» Excerpts of location labeling data:
-- Begin --

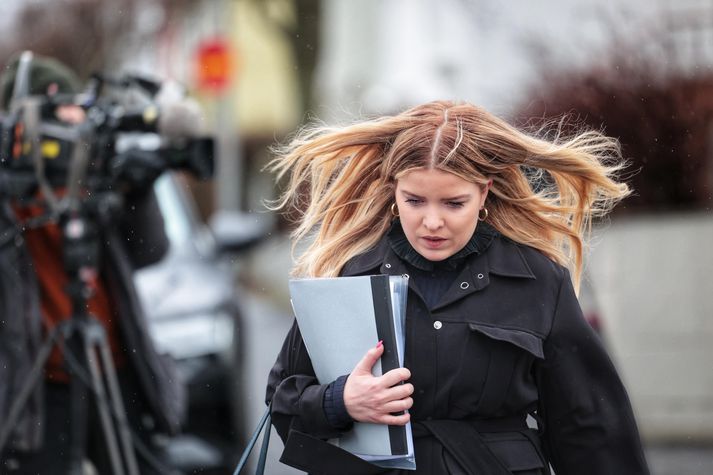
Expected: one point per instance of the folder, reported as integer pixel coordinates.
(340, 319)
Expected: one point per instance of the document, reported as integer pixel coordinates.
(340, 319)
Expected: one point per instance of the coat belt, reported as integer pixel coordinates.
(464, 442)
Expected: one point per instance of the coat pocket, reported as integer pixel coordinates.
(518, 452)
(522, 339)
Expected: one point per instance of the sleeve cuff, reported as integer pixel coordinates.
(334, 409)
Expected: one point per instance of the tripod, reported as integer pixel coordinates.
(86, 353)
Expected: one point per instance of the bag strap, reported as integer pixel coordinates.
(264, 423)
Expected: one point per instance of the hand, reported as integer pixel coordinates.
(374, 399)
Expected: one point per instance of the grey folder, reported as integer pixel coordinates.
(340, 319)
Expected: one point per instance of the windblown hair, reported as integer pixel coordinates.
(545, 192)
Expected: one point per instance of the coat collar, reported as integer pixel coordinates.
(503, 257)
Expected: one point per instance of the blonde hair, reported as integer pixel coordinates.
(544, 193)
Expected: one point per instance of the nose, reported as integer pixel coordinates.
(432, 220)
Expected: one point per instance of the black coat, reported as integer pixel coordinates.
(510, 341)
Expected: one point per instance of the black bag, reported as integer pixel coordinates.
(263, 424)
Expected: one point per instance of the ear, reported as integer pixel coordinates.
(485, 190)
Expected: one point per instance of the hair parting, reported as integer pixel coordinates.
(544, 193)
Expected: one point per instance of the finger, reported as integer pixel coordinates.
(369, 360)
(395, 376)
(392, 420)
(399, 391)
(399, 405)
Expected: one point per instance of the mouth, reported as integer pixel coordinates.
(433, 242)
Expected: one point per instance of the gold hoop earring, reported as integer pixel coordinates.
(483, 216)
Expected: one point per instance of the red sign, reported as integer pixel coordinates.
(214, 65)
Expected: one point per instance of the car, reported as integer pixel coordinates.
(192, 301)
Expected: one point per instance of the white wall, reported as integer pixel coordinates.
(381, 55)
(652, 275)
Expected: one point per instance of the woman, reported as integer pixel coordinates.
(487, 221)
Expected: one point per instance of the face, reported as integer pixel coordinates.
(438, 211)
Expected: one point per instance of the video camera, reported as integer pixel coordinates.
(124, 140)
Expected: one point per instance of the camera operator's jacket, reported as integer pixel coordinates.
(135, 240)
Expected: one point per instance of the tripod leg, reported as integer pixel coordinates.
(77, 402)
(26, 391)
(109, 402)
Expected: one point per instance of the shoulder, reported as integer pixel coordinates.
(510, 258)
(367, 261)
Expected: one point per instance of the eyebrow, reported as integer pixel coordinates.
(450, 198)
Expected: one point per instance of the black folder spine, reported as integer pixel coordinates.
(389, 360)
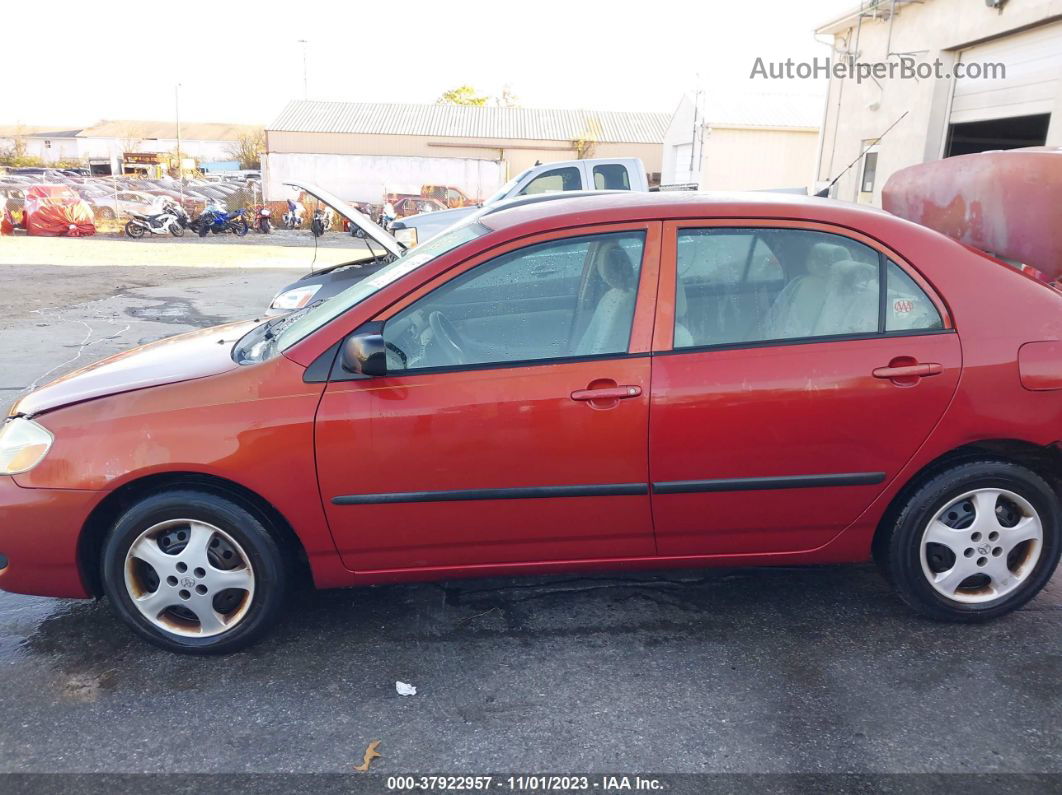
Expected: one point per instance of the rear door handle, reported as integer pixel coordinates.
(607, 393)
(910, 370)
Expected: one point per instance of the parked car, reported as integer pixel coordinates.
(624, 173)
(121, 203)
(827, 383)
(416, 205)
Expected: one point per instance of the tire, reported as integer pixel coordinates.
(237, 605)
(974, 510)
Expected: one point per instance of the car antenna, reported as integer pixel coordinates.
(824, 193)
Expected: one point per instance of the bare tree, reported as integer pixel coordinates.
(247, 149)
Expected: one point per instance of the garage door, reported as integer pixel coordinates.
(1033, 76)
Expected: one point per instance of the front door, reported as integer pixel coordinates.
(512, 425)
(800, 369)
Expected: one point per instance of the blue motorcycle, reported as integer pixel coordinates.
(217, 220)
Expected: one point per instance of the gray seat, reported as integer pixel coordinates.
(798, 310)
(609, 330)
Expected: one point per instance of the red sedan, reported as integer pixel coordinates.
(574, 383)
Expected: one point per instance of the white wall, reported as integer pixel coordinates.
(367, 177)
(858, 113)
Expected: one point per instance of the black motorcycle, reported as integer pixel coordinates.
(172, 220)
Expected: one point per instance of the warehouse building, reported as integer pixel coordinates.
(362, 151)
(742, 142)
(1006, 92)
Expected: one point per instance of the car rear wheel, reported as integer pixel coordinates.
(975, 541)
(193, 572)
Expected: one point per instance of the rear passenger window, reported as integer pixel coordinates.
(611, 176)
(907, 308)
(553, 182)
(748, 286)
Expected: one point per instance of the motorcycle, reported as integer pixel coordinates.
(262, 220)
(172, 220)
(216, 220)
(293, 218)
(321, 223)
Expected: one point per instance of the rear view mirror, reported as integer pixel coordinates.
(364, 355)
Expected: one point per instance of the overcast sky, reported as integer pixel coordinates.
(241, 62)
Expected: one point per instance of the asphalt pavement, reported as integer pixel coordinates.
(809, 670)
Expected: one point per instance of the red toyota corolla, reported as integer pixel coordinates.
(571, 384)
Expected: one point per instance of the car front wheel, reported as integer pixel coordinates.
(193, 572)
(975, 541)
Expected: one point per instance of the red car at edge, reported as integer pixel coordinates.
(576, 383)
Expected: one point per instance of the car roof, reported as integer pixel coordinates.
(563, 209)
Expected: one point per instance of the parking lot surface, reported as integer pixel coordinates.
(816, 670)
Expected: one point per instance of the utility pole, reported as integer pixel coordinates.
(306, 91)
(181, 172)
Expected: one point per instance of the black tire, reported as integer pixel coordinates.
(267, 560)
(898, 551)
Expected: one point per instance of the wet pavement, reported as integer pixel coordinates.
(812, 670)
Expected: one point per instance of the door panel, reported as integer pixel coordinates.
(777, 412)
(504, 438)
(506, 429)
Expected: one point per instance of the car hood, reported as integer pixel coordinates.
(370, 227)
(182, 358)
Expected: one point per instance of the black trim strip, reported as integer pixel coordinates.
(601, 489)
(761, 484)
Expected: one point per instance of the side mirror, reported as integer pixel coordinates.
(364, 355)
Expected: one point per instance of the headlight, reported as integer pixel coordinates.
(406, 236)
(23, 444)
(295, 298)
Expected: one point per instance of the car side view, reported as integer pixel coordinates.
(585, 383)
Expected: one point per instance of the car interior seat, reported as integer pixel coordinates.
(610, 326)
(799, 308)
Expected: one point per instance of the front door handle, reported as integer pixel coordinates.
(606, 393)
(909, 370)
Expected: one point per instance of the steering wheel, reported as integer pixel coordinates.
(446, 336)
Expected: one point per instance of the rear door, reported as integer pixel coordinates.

-- End --
-- Begin --

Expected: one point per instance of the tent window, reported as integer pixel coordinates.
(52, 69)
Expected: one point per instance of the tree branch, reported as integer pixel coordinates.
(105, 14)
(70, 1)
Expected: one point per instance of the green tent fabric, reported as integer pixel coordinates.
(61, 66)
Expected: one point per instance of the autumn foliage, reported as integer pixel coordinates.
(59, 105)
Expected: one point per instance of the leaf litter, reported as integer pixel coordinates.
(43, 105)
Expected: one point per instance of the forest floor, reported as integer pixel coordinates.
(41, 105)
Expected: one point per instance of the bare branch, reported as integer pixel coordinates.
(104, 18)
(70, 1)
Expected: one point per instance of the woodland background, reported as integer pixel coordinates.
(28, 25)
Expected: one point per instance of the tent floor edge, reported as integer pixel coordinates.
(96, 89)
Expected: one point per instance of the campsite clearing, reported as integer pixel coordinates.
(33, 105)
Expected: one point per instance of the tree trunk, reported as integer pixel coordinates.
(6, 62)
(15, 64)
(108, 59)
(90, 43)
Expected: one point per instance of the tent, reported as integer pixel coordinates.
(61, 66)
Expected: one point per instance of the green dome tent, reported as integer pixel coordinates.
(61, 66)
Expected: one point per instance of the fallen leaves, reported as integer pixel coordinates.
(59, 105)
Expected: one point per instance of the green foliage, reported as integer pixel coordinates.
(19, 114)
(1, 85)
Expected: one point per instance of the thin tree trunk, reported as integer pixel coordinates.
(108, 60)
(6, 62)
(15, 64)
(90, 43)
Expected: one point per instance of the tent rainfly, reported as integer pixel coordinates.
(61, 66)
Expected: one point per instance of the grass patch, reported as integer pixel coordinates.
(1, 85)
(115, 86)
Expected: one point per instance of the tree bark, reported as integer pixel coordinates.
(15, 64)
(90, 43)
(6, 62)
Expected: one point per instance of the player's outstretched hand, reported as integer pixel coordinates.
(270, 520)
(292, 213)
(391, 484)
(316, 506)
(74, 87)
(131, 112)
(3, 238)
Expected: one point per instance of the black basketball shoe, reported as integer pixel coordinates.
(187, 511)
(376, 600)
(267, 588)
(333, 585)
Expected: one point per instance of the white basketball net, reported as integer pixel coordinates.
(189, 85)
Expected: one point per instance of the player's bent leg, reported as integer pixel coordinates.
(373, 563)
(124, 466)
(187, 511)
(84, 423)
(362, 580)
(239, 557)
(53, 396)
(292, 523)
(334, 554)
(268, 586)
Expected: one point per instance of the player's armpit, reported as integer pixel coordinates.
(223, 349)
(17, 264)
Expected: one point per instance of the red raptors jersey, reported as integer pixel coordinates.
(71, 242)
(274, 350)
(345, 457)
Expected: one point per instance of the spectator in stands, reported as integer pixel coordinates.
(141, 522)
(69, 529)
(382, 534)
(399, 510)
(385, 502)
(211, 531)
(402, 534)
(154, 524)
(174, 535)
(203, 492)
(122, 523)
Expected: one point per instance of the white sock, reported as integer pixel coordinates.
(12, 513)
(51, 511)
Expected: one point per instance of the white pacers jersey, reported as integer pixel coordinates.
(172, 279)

-- End --

» EXERCISE BRIEF:
Give the entries above as a numbered list, starting from the line with "Expected: one point per instance of the black trim" up to and including the line with "Expected: one point per instance of the rear door, reported", and leave out any blank lines.

» THE SOLUTION:
1. Expected: one point per instance of the black trim strip, reported as integer pixel coordinates.
2. (601, 489)
3. (761, 484)
4. Expected: one point per instance of the side mirror, reported as integer pixel coordinates.
5. (364, 355)
6. Expected: one point per instance of the headlight, reported as integer pixel coordinates.
7. (406, 236)
8. (23, 444)
9. (295, 298)
10. Expected: one point per instance of the car side view, reported as integer pixel coordinates.
11. (585, 383)
12. Expected: one point per instance of the car interior seat, reported as integer pixel coordinates.
13. (610, 326)
14. (799, 308)
15. Expected: one point per instance of the front door handle, reported as integer pixel coordinates.
16. (606, 393)
17. (909, 370)
18. Expected: one point per instance of the steering wheel, reported as integer pixel coordinates.
19. (446, 336)
20. Expected: one point per instance of the rear door, reported as integer pixel coordinates.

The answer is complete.